JOB:
Copy the material below word for word, leaving out the pictures.

SOURCE DATA:
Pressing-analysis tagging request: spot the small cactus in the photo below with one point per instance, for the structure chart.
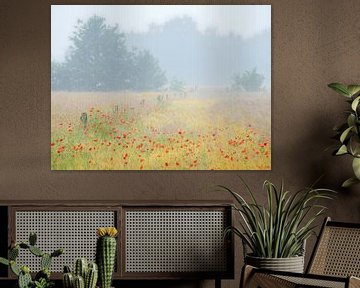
(45, 261)
(36, 251)
(84, 274)
(32, 238)
(68, 280)
(91, 276)
(24, 277)
(80, 267)
(13, 253)
(106, 254)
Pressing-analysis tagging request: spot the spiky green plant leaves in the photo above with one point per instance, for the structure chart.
(349, 132)
(279, 229)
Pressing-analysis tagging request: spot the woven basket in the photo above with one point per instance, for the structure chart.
(291, 264)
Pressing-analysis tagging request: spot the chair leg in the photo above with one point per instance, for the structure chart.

ANSWER TO THIS EXERCISE:
Pressing-analysis tagging request: spot the small cactus in the photo below with one point per instance, for the structure chart.
(45, 261)
(36, 251)
(84, 274)
(32, 238)
(68, 280)
(91, 276)
(24, 277)
(80, 267)
(13, 253)
(106, 254)
Pressing-analysis tagging request: spot the spiky green plant leaves in the photo above with one point per instance, for the structure chart.
(349, 132)
(279, 229)
Pressing-analysis tagging request: spot the woven basket in the photo above with one point per instance, for the structure chart.
(291, 264)
Pressing-analysis tagging request: spot the chair leg in the photo above with one point per instance, for the structure chart.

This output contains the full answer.